* **Short exercise**:
Select every line in the records below that contains the word "jersey", and copy each of those lines.

* **Records for this exercise**:
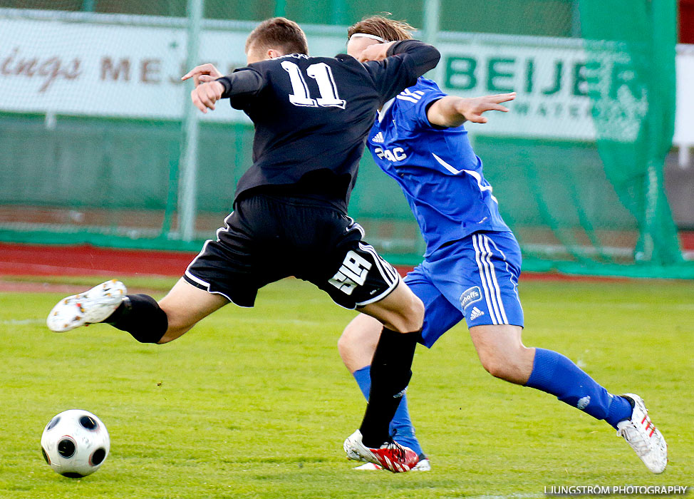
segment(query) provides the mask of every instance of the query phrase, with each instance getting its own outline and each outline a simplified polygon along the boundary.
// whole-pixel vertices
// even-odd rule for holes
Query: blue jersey
[[[465,127],[437,128],[427,110],[446,96],[431,80],[387,102],[368,135],[376,164],[398,181],[428,257],[441,245],[485,230],[509,232]]]

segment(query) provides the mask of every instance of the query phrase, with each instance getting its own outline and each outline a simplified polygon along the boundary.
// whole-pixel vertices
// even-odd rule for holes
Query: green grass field
[[[157,297],[173,282],[125,282]],[[408,397],[433,469],[395,475],[345,458],[365,408],[336,349],[353,312],[310,285],[269,286],[255,309],[229,306],[160,346],[105,325],[51,333],[43,321],[60,297],[0,294],[2,499],[502,499],[551,485],[694,485],[694,283],[521,285],[527,345],[644,398],[669,445],[661,475],[604,422],[492,378],[464,325],[418,349]],[[49,419],[73,408],[111,437],[103,467],[81,480],[54,473],[39,446]]]

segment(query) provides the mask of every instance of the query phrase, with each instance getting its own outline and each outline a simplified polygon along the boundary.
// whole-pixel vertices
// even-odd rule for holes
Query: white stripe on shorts
[[[492,280],[494,282],[494,287],[497,293],[497,302],[499,304],[499,310],[501,312],[501,318],[503,321],[500,321],[502,324],[507,324],[509,323],[509,319],[506,317],[506,310],[504,309],[504,302],[501,299],[501,288],[499,287],[499,282],[497,280],[497,273],[494,269],[494,265],[492,264],[491,256],[493,254],[492,250],[490,249],[490,238],[485,235],[482,235],[482,237],[485,240],[485,247],[487,250],[487,262],[489,264],[489,268],[492,274]],[[505,258],[504,259],[506,259]]]
[[[477,234],[472,235],[472,247],[475,248],[475,260],[477,262],[477,269],[480,271],[480,280],[482,281],[482,287],[485,291],[485,299],[487,300],[487,309],[489,310],[490,317],[492,319],[492,324],[498,324],[499,321],[494,315],[494,308],[492,307],[489,288],[487,287],[486,270],[482,265],[482,253],[480,251],[479,243],[477,242]]]

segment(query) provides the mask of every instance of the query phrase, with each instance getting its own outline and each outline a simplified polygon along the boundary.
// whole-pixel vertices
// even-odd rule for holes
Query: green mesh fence
[[[347,25],[390,11],[438,26],[420,36],[442,51],[430,76],[446,91],[518,93],[469,130],[525,269],[694,277],[663,185],[673,2],[205,0],[197,25],[196,3],[0,0],[0,240],[199,250],[231,210],[253,132],[226,108],[191,128],[187,66],[242,66],[246,36],[274,15],[334,55]],[[421,259],[402,194],[368,154],[350,212],[390,261]]]

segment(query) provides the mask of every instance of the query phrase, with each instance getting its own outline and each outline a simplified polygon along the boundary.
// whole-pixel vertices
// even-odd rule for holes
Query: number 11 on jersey
[[[321,94],[315,99],[311,98],[309,87],[299,66],[291,61],[283,61],[282,68],[289,73],[289,82],[291,83],[289,102],[294,106],[345,108],[346,101],[338,95],[333,71],[325,63],[316,63],[306,68],[306,75],[316,80],[318,93]]]

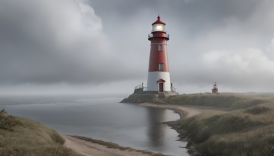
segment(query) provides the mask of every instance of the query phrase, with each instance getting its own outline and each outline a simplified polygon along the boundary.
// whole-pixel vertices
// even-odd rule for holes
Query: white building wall
[[[147,77],[147,91],[158,91],[158,83],[157,82],[159,79],[164,79],[166,81],[164,83],[164,91],[171,91],[171,80],[169,72],[155,71],[149,72]]]

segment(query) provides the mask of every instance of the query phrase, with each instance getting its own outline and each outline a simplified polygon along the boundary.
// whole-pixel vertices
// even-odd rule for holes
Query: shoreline
[[[195,109],[195,108],[189,108],[184,106],[179,105],[158,105],[153,103],[143,103],[139,104],[141,107],[157,107],[157,108],[162,108],[162,109],[170,109],[174,110],[176,113],[177,113],[180,116],[180,118],[177,120],[183,120],[186,118],[190,118],[192,116],[198,115],[201,113],[201,111]],[[174,122],[174,121],[170,121]],[[170,126],[170,125],[169,125]],[[170,126],[171,128],[171,126]],[[176,130],[176,129],[175,129]],[[177,130],[176,130],[177,131]],[[177,131],[178,134],[179,133]],[[73,136],[62,135],[62,138],[65,140],[65,143],[64,146],[65,147],[70,148],[74,151],[77,152],[83,155],[103,155],[103,156],[112,156],[112,155],[121,155],[121,156],[127,156],[127,155],[133,155],[133,156],[147,156],[147,155],[153,155],[153,153],[142,151],[142,150],[136,150],[129,147],[122,147],[126,148],[127,149],[123,150],[119,147],[114,147],[110,148],[108,146],[101,144],[98,142],[93,142],[92,141],[88,141],[86,140],[82,140],[79,138],[77,138]],[[180,137],[181,138],[181,137]],[[90,140],[92,140],[90,138]],[[101,140],[97,140],[99,142],[103,142]],[[115,144],[115,146],[119,146],[112,142],[103,142],[106,144]],[[194,148],[190,146],[190,147],[188,148],[188,150],[193,150]],[[148,153],[147,153],[148,152]],[[159,155],[164,155],[160,153],[154,153],[159,154]],[[191,154],[190,153],[191,155]]]
[[[171,109],[174,110],[180,116],[179,120],[184,120],[186,118],[197,116],[201,114],[201,111],[195,108],[190,108],[185,106],[169,105],[169,104],[155,104],[153,103],[142,103],[139,104],[142,107]]]
[[[195,146],[191,143],[192,140],[190,138],[184,136],[185,132],[180,131],[178,130],[178,127],[175,126],[175,123],[176,121],[182,121],[186,118],[199,115],[201,113],[201,110],[195,108],[190,108],[185,106],[169,105],[169,104],[155,104],[153,103],[142,103],[139,104],[142,107],[149,107],[155,108],[162,108],[162,109],[170,109],[177,113],[180,116],[179,120],[175,121],[165,122],[171,128],[175,129],[178,133],[178,136],[180,138],[180,141],[186,141],[188,142],[186,148],[188,149],[188,153],[190,155],[200,155],[200,153],[196,150]]]

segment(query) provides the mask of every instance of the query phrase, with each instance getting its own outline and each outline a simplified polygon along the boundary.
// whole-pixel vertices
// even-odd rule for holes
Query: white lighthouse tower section
[[[164,91],[171,91],[171,80],[169,72],[155,71],[149,72],[147,77],[147,91],[158,91],[159,83],[157,80],[163,79]]]

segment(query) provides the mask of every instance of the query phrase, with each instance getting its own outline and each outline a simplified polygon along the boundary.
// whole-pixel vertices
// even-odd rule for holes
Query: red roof
[[[158,81],[157,81],[157,82],[165,82],[166,81],[164,81],[164,79],[158,79]]]
[[[164,22],[162,21],[160,19],[160,18],[161,18],[160,16],[158,16],[157,18],[158,18],[158,19],[155,23],[152,23],[152,25],[154,25],[154,24],[163,24],[163,25],[166,25],[166,23],[165,23]]]

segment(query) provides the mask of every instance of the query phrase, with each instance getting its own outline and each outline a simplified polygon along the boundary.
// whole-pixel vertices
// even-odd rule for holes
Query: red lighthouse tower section
[[[166,23],[158,16],[152,23],[151,34],[149,34],[151,41],[147,91],[158,92],[171,92],[171,81],[166,50],[166,41],[169,34],[166,34]]]
[[[216,82],[215,82],[215,84],[213,86],[212,93],[218,93],[218,87],[217,87],[217,84],[216,83]]]

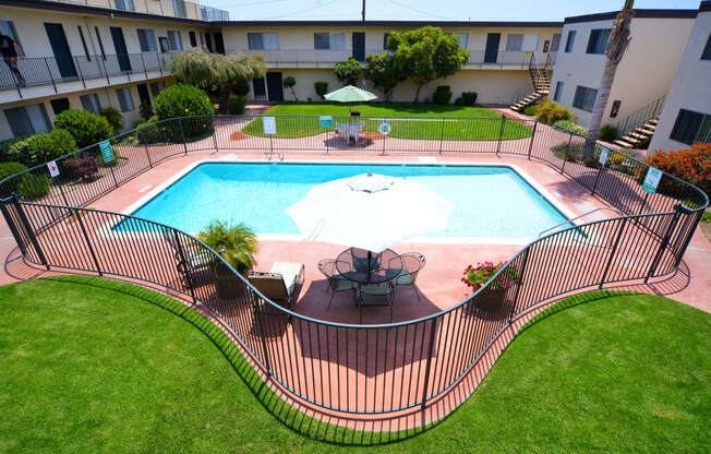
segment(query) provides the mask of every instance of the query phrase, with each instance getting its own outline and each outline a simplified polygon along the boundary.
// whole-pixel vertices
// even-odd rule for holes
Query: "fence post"
[[[607,259],[607,264],[605,265],[605,270],[602,272],[602,277],[600,278],[600,285],[598,288],[602,289],[602,286],[605,284],[605,279],[607,278],[607,272],[610,271],[610,266],[612,265],[612,260],[615,258],[615,252],[617,251],[617,246],[619,246],[619,240],[622,239],[622,232],[625,230],[625,224],[627,223],[627,217],[623,217],[623,220],[619,223],[619,230],[617,230],[617,238],[615,238],[615,243],[612,247],[612,251],[610,251],[610,259]]]
[[[29,242],[32,242],[32,246],[35,248],[35,251],[37,251],[37,256],[39,258],[39,261],[41,262],[43,265],[45,265],[47,271],[49,271],[49,264],[47,263],[47,258],[45,258],[45,254],[39,248],[39,242],[37,241],[37,237],[35,237],[35,231],[29,225],[29,220],[27,220],[27,216],[25,216],[25,212],[24,210],[22,210],[22,205],[20,204],[20,195],[15,195],[12,200],[12,203],[15,205],[15,210],[17,211],[17,217],[20,217],[20,222],[22,223],[23,228],[25,229],[27,236],[29,237]]]
[[[652,265],[649,267],[649,272],[647,272],[647,277],[644,277],[644,284],[647,284],[649,282],[649,278],[652,277],[652,275],[654,274],[654,270],[656,270],[656,266],[659,265],[660,260],[662,260],[664,248],[666,248],[666,244],[668,244],[670,238],[672,237],[672,232],[676,227],[676,223],[678,223],[680,216],[682,216],[682,204],[677,203],[676,205],[674,205],[674,216],[672,217],[672,220],[670,222],[670,226],[666,228],[666,231],[664,232],[664,238],[662,238],[662,242],[659,244],[659,249],[654,254],[654,260],[652,260]]]
[[[531,142],[528,144],[528,160],[531,160],[531,151],[533,150],[533,141],[535,140],[535,130],[539,126],[538,120],[533,123],[533,131],[531,132]]]
[[[185,154],[188,154],[188,142],[185,142],[185,132],[183,131],[182,117],[178,117],[178,128],[180,129],[180,138],[183,140],[183,147],[185,148]]]
[[[427,346],[427,365],[424,368],[424,387],[422,389],[422,409],[427,403],[427,387],[430,386],[430,368],[432,367],[432,350],[434,350],[434,335],[437,331],[437,318],[431,319],[430,345]]]
[[[502,128],[498,131],[498,144],[496,144],[496,156],[498,156],[498,152],[502,150],[502,141],[504,140],[504,127],[506,126],[506,116],[502,115]]]
[[[88,246],[89,252],[92,253],[92,259],[94,259],[96,271],[99,274],[99,276],[103,276],[104,273],[101,273],[101,267],[99,266],[99,260],[96,258],[96,253],[94,252],[94,247],[92,247],[92,241],[89,240],[88,234],[86,232],[86,228],[84,227],[84,222],[82,220],[82,215],[80,214],[77,208],[73,208],[72,211],[74,212],[74,216],[76,216],[76,222],[79,222],[79,226],[82,228],[82,234],[84,234],[86,246]]]

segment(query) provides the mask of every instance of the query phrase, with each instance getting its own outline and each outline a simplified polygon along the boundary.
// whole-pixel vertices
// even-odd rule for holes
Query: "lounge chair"
[[[390,322],[393,322],[393,299],[395,287],[393,284],[360,285],[358,287],[358,304],[361,307],[360,322],[363,323],[363,308],[365,306],[389,306]]]
[[[328,307],[326,310],[330,309],[330,303],[334,302],[334,297],[336,296],[336,292],[338,291],[353,291],[353,297],[356,296],[356,289],[358,286],[356,283],[348,280],[341,274],[336,270],[336,264],[338,264],[341,270],[344,270],[344,266],[349,266],[347,262],[338,262],[333,259],[324,259],[321,262],[318,262],[318,271],[323,273],[324,276],[326,276],[326,279],[328,279],[328,288],[333,291],[333,295],[330,296],[330,301],[328,301]]]
[[[268,273],[254,272],[246,276],[250,284],[273,301],[286,301],[287,308],[304,280],[303,263],[275,262]]]

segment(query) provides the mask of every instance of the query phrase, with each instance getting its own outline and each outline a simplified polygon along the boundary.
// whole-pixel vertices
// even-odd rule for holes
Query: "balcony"
[[[133,11],[156,15],[167,15],[195,21],[229,21],[227,11],[204,7],[185,0],[49,0],[84,7],[106,8],[110,10]]]
[[[143,52],[19,59],[24,86],[9,67],[0,62],[0,103],[162,77],[170,74],[172,58],[168,52]]]

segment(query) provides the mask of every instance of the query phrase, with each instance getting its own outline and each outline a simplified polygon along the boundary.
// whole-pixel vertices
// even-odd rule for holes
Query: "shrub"
[[[229,101],[227,103],[227,113],[229,115],[243,115],[244,106],[246,106],[246,99],[243,96],[230,96]]]
[[[116,107],[105,107],[99,110],[99,115],[106,118],[106,121],[111,124],[111,128],[113,129],[113,131],[111,131],[111,135],[116,135],[119,131],[121,131],[121,128],[123,128],[123,115]]]
[[[553,127],[558,131],[570,131],[578,135],[588,135],[588,130],[585,127],[569,120],[558,120],[553,124]]]
[[[106,118],[83,109],[67,109],[59,113],[55,117],[55,128],[68,131],[80,148],[105,141],[113,133]]]
[[[27,170],[27,167],[20,163],[2,163],[0,164],[0,181],[25,170]]]
[[[434,104],[446,105],[449,104],[449,99],[451,99],[451,89],[449,89],[449,85],[438,85],[432,95]]]
[[[17,163],[35,167],[74,151],[76,151],[76,143],[72,135],[62,129],[56,129],[14,143],[10,147],[9,155]]]
[[[325,99],[324,96],[326,96],[326,93],[328,93],[328,82],[314,82],[314,89],[316,91],[316,94],[322,97],[322,99]]]
[[[612,142],[615,139],[617,139],[617,135],[619,135],[617,128],[614,124],[607,123],[602,128],[600,128],[600,133],[598,134],[598,139],[605,142]]]
[[[45,174],[25,174],[17,191],[24,199],[37,199],[49,193],[49,177]]]

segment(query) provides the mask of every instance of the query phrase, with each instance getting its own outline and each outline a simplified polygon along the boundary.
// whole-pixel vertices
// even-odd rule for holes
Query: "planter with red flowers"
[[[471,288],[472,292],[477,292],[484,286],[496,273],[502,268],[504,271],[492,282],[483,291],[474,298],[474,303],[478,308],[485,311],[501,310],[506,291],[515,285],[520,283],[518,270],[514,265],[506,266],[507,262],[479,262],[477,265],[469,265],[465,270],[465,276],[461,282]]]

* **Complete response**:
Query: blue jersey
Query: number 11 on jersey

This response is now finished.